Student-run organization aims to encourage more women to pursue STEM careers

Zinia Khattar holding a collage showcasing work by Scientella members.
(Copyright of Zinia Khattar)

Since launching in 2020, a student-run organization that wants to help more women pursue careers in science, technology, engineering and mathematics has raised more than $80,000 for low-income students and enlisted the help of some of the top companies in those fields.

The organization, Scientella, aims its programming at students in middle school through college who want to pursue STEM careers.

“Our mission is to close the representation gap of women in STEM fields,” said Zinia Khattar, 15, a 10th grader at Del Norte High School and one of the student leaders of Scientella.

The percentage of women in STEM jobs has increased over the years, according to Census Bureau data, but there is still a notable disparity. In 1970, women were only about 8% of the STEM workforce. In 2019, that figure increased to 27%.

**Actions to take**
1 > Answer these questions from the Scientella article:
(a) In what year did Scientella launch?
(b) What high school does Zinia Khattar attend?
(c) What share of the STEM workforce were women in 2019?
2 > Repeat the part of the Scientella article starting with "(Copyright of Zinia" and going on through "in those fields.".
3 > Finish out the next part of the article on Scientella, picking up after its last sentence.
The entries after this point are separate material and are not part of the Scientella article.

**Extracted records**
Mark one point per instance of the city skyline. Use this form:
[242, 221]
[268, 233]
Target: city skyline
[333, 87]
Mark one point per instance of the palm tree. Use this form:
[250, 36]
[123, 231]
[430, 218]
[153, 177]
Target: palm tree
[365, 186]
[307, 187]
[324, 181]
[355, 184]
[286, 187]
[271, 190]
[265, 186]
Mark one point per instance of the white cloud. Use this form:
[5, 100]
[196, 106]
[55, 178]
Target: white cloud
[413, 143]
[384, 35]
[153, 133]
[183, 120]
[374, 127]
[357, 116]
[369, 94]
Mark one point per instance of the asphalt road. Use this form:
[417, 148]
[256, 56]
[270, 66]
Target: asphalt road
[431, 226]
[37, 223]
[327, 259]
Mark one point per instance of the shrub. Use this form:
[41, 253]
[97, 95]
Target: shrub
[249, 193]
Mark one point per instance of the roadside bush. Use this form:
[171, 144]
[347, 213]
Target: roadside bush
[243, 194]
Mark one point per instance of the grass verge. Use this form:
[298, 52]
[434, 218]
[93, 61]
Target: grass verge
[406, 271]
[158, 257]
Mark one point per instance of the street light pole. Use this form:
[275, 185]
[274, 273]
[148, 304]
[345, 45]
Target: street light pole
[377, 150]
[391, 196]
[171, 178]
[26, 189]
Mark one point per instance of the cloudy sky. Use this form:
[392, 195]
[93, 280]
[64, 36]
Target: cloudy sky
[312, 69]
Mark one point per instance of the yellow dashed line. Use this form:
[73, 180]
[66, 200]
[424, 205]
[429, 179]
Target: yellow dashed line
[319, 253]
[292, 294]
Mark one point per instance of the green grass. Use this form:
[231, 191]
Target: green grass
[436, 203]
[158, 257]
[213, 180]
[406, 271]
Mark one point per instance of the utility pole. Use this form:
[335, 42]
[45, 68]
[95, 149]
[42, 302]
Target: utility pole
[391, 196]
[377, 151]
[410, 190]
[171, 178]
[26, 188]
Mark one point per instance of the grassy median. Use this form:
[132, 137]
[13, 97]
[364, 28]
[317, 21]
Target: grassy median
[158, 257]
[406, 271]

**Numbered answers**
1 >
(a) 2020
(b) Del Norte High School
(c) 27%

2 >
(Copyright of Zinia Khattar)

Since launching in 2020, a student-run organization that wants to help more women pursue careers in science, technology, engineering and mathematics has raised more than $80,000 for low-income students and enlisted the help of some of the top companies in those fields.

3 >
The gender disparity in STEM fields is caused in part by long-held sexist beliefs about men being better suited to those types of careers, according to research that has been conducted by organizations including the American Association of University Women. There has also been ongoing implicit bias that has limited women in the STEM workforce or discouraged them from pursuing those jobs altogether.

Schools, government officials, STEM professionals, students and activists have accelerated their efforts over the years to reverse those cultural barriers. They have also worked to address the pay gap that favors men over women in STEM.

Scientella initiatives have included one-on-one mentoring between students and STEM professionals, workshops, and part-time internships.

“Through these activities, students gain insights on STEM careers with the credibility to apply successfully for colleges and jobs,” Zinia said.

Mentors who have taken part have expertise in areas including quantum computing, biomedical engineering, bioinformatics, molecular and developmental biology and chemistry.

“The teenage years are significant in career discovery and help tremendously in building a leadership mindset,” Zinia said.

She added that one of Scientella’s goals is to expand globally. Student leaders have gotten in touch with schools in the United Kingdom. They also want to make more inroads with companies in STEM fields.

“Many people think that just reaching out to professionals is an easy job, but they are quite busy,” Zinia said. “So one actually pretty difficult thing is getting in touch with different corporations to help support our mission and advocate it further.”